■ GOAL:
Which lines in the entries below contain the word "wheel"? Locate every one and copy each line in full.

■ PROVIDED DATA:
--
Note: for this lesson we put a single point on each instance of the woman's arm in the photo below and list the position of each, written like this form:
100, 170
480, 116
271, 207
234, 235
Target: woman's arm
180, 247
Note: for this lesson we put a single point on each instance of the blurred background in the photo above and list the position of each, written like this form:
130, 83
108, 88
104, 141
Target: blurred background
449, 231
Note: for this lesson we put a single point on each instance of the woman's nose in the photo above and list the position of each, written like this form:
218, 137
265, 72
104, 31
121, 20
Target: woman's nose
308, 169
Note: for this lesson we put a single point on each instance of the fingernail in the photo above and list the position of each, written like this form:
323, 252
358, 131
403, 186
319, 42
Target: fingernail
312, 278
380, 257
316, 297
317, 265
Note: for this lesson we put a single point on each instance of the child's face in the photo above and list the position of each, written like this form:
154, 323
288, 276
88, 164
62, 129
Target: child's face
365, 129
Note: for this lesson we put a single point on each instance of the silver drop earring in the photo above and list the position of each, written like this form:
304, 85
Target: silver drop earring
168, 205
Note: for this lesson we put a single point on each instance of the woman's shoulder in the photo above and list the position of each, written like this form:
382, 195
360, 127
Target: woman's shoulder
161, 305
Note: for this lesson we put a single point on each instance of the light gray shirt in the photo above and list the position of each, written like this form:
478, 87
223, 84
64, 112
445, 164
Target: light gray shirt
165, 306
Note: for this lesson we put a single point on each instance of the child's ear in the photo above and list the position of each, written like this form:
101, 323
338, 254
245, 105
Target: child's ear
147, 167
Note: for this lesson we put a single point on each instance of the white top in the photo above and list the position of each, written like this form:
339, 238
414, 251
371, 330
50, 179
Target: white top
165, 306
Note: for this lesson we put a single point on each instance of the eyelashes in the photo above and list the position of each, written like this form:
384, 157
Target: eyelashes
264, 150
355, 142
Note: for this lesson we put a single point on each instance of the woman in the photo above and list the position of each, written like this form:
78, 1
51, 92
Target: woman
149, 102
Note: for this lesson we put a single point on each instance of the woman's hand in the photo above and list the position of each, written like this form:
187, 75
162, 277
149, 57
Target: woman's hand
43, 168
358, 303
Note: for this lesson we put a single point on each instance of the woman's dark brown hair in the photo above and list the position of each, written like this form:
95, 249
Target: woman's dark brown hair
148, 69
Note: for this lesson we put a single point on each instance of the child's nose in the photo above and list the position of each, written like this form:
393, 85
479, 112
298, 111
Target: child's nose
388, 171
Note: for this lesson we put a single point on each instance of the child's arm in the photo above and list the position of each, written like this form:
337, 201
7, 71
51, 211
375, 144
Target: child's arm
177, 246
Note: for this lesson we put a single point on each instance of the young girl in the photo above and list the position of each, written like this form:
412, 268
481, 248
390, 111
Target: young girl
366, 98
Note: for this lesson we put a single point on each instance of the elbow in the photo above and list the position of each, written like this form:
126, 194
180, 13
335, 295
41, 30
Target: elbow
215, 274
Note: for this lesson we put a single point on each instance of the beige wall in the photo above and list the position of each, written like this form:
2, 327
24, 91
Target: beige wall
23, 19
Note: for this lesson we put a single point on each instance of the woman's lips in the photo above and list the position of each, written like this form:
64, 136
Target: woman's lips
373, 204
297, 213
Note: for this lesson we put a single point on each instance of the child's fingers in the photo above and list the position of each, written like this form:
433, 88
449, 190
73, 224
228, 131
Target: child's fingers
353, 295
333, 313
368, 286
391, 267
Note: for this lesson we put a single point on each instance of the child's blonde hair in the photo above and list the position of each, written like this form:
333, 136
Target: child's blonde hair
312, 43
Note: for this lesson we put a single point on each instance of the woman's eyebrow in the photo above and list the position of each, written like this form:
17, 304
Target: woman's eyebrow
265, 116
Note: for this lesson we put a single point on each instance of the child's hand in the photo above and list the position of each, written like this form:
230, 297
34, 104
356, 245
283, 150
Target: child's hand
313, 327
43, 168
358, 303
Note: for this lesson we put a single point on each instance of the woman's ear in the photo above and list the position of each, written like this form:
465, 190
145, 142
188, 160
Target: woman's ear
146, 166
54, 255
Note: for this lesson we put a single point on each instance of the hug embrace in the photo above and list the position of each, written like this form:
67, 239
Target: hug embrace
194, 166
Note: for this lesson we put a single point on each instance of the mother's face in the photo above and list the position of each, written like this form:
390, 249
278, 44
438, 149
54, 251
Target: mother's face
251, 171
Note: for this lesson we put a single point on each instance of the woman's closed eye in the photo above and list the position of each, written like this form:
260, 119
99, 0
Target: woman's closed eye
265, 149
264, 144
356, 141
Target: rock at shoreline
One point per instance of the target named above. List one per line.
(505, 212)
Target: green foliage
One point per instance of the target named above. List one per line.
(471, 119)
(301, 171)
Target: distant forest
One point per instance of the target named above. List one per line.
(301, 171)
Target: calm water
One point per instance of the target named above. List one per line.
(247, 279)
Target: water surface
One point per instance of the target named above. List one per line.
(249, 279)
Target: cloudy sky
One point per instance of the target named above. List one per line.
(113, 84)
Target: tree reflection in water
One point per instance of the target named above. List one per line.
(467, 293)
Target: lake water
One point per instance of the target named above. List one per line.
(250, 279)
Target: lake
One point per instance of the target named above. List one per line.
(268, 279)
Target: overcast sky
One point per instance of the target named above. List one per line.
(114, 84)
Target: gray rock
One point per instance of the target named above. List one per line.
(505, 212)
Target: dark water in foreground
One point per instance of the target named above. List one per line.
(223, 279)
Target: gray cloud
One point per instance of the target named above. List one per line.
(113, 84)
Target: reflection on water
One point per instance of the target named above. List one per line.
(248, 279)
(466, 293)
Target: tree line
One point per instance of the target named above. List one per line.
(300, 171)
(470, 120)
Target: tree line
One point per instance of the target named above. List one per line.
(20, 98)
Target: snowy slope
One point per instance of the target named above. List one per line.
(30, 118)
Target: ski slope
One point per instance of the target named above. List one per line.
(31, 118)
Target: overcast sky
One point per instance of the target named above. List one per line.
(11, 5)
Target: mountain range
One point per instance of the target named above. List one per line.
--
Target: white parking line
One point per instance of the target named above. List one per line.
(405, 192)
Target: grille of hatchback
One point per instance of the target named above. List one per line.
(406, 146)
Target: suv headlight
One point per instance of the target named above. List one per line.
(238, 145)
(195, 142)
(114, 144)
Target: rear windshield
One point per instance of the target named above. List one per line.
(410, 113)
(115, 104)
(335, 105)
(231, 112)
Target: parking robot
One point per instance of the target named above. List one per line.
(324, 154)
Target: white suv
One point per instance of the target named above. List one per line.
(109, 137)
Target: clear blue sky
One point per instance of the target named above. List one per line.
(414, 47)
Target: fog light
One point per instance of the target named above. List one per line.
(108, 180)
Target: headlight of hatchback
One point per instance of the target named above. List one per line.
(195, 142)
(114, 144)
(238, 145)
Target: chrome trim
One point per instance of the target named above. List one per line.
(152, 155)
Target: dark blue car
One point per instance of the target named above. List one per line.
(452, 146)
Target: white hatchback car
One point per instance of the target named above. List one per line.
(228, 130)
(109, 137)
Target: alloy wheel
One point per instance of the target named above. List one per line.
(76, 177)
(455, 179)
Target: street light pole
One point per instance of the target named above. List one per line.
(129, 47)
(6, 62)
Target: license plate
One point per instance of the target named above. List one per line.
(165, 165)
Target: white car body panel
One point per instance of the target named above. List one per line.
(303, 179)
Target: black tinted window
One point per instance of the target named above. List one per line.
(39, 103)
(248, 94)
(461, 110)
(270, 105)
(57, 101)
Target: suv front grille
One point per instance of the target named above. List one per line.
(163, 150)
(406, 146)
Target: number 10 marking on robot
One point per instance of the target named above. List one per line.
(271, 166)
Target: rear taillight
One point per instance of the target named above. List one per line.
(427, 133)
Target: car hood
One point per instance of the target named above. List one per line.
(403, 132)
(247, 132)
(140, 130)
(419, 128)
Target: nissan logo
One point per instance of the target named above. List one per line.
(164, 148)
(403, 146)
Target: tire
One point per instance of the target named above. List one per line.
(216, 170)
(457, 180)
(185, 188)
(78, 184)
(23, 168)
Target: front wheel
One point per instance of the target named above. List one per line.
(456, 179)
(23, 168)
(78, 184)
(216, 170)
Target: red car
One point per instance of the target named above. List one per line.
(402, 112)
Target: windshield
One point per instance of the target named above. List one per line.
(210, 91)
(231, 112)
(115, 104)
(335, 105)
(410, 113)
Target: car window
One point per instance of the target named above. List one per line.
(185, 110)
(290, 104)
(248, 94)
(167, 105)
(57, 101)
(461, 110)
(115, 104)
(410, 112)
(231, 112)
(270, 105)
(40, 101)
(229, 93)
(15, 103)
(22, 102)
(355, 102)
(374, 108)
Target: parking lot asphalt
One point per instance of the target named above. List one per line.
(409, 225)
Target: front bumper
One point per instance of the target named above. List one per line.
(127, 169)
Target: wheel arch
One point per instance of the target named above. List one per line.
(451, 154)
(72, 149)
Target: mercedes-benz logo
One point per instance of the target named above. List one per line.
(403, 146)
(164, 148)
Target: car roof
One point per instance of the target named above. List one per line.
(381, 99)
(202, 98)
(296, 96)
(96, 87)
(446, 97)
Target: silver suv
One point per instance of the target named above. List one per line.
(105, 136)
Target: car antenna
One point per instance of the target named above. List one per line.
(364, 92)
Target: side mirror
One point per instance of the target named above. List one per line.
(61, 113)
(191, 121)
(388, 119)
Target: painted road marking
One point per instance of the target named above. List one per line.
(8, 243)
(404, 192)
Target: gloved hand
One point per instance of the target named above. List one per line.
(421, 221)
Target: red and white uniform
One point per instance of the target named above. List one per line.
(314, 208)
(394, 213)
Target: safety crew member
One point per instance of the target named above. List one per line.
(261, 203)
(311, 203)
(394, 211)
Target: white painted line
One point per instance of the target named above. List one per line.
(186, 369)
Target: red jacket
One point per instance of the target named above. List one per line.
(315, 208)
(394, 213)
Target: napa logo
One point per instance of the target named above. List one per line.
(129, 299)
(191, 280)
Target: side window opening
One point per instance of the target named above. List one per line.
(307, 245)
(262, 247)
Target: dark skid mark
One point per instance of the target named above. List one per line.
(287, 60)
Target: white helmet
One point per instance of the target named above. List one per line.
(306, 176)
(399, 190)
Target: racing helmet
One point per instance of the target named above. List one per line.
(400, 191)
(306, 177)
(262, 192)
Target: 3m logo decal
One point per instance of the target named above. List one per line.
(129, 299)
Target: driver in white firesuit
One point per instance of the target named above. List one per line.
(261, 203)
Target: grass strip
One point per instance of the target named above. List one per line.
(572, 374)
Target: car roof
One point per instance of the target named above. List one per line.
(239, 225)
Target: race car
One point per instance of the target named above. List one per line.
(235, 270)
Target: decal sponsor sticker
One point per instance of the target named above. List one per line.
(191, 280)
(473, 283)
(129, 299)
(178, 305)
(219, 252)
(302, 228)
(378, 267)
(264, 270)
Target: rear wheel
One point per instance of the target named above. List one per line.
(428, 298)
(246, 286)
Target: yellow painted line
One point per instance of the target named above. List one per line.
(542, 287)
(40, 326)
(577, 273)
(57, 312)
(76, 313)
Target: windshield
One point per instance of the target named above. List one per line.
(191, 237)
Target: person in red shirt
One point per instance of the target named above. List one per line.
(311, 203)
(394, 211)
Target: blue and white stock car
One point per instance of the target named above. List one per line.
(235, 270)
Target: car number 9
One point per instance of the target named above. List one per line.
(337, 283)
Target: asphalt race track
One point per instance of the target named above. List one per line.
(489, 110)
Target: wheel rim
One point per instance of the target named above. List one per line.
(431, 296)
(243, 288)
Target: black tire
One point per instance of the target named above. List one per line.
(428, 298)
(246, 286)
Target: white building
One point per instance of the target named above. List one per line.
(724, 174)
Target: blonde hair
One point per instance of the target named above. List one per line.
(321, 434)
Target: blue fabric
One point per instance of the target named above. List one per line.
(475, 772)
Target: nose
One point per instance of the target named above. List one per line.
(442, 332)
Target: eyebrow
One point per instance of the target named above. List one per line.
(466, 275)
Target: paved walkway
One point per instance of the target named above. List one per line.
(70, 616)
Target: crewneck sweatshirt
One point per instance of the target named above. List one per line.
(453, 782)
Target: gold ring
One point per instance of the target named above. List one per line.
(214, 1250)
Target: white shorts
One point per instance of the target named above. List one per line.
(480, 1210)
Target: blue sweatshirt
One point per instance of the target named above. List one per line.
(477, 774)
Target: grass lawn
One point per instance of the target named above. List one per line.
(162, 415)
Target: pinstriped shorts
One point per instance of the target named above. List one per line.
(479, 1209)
--
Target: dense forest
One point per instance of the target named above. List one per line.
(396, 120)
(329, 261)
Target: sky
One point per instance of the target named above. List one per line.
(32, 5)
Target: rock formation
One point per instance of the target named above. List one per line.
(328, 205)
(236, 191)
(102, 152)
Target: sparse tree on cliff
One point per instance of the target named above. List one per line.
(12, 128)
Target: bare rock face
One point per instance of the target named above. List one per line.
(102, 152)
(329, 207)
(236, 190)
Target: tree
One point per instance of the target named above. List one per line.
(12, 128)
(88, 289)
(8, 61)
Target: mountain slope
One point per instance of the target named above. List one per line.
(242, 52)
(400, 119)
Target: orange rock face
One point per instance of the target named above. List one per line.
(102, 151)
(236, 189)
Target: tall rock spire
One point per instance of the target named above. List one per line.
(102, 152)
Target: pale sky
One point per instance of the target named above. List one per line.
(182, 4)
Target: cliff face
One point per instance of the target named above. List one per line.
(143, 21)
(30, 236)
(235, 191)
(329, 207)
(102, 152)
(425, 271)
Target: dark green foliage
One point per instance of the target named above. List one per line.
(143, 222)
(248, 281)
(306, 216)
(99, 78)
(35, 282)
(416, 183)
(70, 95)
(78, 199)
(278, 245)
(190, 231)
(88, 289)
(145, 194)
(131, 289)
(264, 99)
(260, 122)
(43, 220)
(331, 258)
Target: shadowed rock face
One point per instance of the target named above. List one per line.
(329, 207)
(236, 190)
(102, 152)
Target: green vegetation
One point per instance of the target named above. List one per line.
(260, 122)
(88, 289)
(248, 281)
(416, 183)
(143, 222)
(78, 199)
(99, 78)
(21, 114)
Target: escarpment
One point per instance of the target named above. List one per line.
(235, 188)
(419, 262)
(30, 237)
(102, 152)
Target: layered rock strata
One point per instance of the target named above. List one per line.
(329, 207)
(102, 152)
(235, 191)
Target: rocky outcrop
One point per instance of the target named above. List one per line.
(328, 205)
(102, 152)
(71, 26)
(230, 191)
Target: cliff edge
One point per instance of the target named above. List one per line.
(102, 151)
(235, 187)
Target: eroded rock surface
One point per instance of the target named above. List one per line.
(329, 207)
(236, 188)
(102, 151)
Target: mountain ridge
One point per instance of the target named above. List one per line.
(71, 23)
--
■ ANSWER TO THE TASK:
Target: alloy wheel
Target: front wheel
Target: wheel arch
Target: rear wheel
Target: wheel rim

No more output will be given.